Activity =>
Only the lines from the one with "Target: black pants" to the end of the data below should be given again, exactly as written.

^^^^^^^^

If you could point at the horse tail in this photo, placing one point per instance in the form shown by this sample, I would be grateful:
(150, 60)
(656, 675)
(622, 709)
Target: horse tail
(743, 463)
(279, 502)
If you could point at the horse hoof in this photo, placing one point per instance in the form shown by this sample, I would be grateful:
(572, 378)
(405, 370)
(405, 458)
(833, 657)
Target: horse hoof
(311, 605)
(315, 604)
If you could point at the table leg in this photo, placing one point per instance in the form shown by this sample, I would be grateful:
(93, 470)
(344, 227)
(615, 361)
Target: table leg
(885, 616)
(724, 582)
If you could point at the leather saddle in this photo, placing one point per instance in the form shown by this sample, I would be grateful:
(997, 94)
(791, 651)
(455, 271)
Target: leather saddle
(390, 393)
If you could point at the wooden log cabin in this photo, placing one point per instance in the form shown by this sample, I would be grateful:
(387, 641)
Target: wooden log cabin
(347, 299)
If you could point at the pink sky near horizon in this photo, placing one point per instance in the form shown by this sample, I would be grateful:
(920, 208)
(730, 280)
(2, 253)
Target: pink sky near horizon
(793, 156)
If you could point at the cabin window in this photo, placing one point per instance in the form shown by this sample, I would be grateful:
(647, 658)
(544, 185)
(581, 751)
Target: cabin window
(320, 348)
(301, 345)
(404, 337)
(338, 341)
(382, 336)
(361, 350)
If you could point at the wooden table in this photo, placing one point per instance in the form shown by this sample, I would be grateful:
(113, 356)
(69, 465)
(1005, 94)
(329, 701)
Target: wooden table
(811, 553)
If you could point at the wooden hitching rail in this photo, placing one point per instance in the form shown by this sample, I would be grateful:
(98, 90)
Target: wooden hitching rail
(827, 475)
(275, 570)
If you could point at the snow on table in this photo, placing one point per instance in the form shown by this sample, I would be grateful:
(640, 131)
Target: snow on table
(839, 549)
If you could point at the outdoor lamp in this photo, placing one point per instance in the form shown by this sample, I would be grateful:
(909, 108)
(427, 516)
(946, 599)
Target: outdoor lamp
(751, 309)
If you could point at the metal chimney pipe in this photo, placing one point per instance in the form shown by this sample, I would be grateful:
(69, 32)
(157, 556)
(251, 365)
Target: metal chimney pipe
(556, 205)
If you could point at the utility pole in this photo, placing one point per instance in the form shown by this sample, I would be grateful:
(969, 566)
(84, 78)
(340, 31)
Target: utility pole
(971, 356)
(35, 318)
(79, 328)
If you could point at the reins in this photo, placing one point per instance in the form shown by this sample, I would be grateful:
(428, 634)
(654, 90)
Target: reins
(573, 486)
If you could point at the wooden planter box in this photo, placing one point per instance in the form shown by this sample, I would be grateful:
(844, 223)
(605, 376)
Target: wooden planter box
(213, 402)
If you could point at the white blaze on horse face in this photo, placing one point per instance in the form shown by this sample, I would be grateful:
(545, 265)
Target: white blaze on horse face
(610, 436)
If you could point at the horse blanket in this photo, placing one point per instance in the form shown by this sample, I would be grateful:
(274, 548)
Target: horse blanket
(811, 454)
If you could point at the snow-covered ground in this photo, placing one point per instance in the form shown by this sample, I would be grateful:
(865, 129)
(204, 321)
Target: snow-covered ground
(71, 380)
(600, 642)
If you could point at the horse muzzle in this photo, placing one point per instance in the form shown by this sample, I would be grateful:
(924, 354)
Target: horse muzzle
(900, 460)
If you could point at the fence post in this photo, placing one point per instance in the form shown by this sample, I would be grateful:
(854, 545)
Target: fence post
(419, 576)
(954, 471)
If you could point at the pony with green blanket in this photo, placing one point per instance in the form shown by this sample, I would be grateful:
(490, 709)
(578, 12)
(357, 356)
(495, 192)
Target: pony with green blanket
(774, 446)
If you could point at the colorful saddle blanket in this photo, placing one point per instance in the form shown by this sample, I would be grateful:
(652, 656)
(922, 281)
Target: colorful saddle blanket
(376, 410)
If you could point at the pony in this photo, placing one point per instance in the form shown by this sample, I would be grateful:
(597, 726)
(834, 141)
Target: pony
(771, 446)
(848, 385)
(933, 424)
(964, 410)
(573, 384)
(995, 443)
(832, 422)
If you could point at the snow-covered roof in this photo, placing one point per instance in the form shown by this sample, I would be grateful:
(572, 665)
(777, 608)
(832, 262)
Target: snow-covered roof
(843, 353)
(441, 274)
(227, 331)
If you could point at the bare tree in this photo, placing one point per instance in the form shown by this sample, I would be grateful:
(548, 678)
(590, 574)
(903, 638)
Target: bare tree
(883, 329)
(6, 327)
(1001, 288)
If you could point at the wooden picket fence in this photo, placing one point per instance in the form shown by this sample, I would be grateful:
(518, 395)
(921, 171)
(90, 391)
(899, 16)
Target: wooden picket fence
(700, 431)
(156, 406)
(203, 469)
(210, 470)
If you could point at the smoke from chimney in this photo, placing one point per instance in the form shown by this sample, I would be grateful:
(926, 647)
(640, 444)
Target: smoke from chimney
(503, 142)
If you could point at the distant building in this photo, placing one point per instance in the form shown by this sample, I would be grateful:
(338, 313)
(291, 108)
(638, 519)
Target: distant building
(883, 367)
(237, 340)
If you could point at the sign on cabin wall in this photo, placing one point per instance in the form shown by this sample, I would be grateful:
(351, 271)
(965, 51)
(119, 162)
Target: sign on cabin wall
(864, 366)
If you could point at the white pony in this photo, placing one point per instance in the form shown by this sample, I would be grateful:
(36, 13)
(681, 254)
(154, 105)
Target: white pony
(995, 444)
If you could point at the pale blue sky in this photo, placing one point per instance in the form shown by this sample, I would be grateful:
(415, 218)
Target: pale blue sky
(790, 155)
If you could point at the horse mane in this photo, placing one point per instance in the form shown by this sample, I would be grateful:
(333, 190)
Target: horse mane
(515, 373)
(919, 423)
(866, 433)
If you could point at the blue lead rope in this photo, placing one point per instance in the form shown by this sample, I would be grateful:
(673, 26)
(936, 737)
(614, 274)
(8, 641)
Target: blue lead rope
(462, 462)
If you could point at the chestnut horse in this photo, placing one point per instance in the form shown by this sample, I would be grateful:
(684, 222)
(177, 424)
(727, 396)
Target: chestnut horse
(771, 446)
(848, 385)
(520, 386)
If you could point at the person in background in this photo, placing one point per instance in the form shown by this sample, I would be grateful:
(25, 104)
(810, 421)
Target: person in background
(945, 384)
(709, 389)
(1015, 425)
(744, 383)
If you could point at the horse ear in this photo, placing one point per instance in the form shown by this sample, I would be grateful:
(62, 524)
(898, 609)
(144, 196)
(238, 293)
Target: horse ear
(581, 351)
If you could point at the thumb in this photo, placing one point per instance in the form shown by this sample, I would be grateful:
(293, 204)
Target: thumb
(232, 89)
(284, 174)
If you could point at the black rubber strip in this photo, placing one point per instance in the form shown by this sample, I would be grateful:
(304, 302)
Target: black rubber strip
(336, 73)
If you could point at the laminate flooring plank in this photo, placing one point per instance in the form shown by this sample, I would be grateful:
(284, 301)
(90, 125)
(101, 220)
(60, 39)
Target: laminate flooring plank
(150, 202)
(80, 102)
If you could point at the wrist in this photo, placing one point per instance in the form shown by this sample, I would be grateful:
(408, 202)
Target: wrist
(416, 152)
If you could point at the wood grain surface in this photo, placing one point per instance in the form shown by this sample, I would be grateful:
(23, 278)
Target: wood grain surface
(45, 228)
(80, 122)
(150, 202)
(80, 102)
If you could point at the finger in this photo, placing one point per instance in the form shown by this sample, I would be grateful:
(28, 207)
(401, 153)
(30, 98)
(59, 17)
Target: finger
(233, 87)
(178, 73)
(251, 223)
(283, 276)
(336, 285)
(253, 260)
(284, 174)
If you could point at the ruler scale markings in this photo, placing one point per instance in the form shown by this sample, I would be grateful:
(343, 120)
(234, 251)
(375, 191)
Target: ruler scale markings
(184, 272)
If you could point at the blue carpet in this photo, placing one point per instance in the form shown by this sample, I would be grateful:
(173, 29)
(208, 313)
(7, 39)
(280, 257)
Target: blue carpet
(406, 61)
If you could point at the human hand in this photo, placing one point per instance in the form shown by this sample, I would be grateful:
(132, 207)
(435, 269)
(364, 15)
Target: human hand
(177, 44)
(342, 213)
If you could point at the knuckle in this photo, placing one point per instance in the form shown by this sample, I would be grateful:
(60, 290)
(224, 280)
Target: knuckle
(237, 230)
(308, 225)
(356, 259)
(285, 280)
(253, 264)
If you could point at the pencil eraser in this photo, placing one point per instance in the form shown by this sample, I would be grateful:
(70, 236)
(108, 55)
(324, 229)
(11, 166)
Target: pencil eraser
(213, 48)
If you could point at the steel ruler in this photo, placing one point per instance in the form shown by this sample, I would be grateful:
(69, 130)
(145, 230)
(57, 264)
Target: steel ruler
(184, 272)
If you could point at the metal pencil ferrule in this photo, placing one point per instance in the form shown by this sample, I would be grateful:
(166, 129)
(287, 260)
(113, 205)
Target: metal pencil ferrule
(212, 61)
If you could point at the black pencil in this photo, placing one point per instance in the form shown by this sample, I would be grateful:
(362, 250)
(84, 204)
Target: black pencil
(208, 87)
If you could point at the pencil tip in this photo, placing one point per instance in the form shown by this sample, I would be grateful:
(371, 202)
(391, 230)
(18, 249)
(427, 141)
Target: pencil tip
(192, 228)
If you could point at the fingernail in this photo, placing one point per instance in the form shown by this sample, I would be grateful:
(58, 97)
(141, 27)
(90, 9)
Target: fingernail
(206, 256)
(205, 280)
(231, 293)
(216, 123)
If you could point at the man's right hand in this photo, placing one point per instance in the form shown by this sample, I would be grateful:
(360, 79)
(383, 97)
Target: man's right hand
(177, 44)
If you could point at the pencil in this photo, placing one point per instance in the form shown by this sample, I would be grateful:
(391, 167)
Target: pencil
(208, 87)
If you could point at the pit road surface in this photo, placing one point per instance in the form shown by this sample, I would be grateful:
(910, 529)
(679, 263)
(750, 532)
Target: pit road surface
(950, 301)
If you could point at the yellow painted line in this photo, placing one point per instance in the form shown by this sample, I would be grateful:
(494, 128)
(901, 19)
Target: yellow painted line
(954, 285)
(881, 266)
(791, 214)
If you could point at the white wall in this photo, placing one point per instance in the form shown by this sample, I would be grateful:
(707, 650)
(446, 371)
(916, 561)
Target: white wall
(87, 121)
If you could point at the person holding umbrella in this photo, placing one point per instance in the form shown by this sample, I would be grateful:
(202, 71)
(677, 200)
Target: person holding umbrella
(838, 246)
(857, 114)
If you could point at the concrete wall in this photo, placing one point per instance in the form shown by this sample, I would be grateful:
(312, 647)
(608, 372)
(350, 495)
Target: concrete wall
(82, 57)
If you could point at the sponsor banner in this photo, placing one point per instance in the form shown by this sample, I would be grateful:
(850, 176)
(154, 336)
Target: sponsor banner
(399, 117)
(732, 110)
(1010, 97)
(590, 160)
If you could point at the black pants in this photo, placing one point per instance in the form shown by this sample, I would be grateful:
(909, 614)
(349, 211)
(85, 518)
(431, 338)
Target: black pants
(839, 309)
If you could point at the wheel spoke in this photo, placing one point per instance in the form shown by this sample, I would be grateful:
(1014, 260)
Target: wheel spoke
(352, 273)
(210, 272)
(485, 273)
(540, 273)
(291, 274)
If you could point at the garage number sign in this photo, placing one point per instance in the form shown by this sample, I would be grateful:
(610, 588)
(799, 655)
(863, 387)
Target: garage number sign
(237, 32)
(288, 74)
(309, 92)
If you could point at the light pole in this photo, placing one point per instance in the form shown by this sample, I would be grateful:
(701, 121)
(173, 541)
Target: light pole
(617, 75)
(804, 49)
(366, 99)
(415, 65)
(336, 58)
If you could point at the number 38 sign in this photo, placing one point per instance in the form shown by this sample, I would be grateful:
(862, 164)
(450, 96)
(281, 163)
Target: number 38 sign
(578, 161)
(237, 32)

^^^^^^^^

Response box =>
Target: black pants
(839, 309)
If you could point at the wheel spoke in this photo, placing one point per instance in the form shown by this sample, I would be grateful:
(1014, 260)
Target: wheel spoke
(352, 273)
(210, 272)
(485, 273)
(540, 273)
(291, 274)
If you could point at the garage number sign in this photo, placing one point per instance in the form shown by this sample, I would be grateful:
(610, 588)
(799, 655)
(863, 387)
Target: garage number sign
(237, 32)
(288, 74)
(309, 92)
If you could point at the light pole in this photo, placing one point per instance in the form shown by this sample, I would be grateful:
(701, 121)
(173, 541)
Target: light pole
(617, 75)
(804, 49)
(366, 99)
(415, 65)
(336, 58)
If you could point at the number 38 sign in this photo, placing one point per instance in the form shown by this sample, I would be grateful:
(862, 164)
(450, 96)
(281, 163)
Target: number 38 sign
(578, 161)
(237, 32)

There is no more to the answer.